— What this exercise asks —
**1.** Retype a passage from the CLaRa project description word for word, beginning at the words "In this work, we" and stopping after "accurate answer generation.".
**2.** According to the CLaRa project description, in which directory is the evaluation data available?
* start Source document *
This software project accompanies the research paper, CLaRa: Bridging Retrieval and Generation with Continuous Latent Reasoning.
- Nov 25, 2025. Models are available on Huggingface.
- Dec 3, 2025. Evaluation data are available in
./evaluation/evaluation_data.
Retrieval-Augmented Generation (RAG) enhances large language models with external knowledge but suffers from long contexts and disjoint retrieval-generation optimization. Existing soft compression frameworks face two key limitations: (i) reconstruction-based objectives bias compressors toward surface patterns rather than semantic preservation; (ii) retrievers and compressors are trained separately, requiring double encoding despite compressed vectors being inherently retrievable.
In this work, we investigate:
- How can we improve semantic preservation in compressed representations through better pretraining objectives?
- How can we unify retrieval and generation optimization to avoid redundant encoding and disjoint objectives?
We design a Three-stage training approach and introduce document compression techniques to improve RAG efficiency. The key findings are listed below.
-
Efficient Compression: CLaRa achieves significant compression rates (32x-64x) while preserving essential information for accurate answer generation.
-
Three-Stage Training: A carefully designed Three-stage training approach (compression pretraining + compression instruction tuning + end-to-end fine-tuning) enables effective learning of both retrieval and generation.
For more interesting findings, please refer to our original paper!
CLaRa uses a carefully designed three-stage training approach:
Stage 1: Compression Pretraining
- Train the compressor using SCP framework with QA pairs and paraphrases
- Retain key semantics through QA-based and paraphrase-guided supervision
- Support compression rates of 1x-256x
Stage 2: Compression Instruction Tuning
- Fine-tune the compressor on instruction-following tasks for downstream QA
- Use text-based QA output to ensure compressed representations retain sufficient semantics
Stage 3: End-to-End Fine-tuning (CLaRa)
* end Source document *
* start Raw data *
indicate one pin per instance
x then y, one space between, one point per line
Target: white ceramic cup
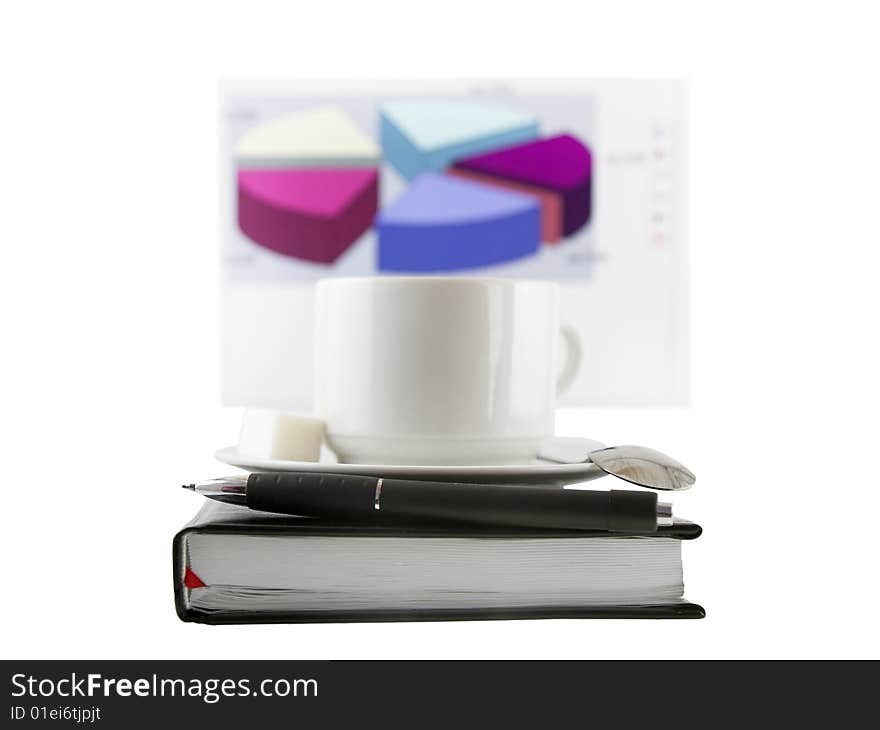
440 370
* end Raw data *
— Correct answers —
**1.**
In this work, we investigate:
- How can we improve semantic preservation in compressed representations through better pretraining objectives?
- How can we unify retrieval and generation optimization to avoid redundant encoding and disjoint objectives?
We design a Three-stage training approach and introduce document compression techniques to improve RAG efficiency. The key findings are listed below.
-
Efficient Compression: CLaRa achieves significant compression rates (32x-64x) while preserving essential information for accurate answer generation.

**2.** ./evaluation/evaluation_data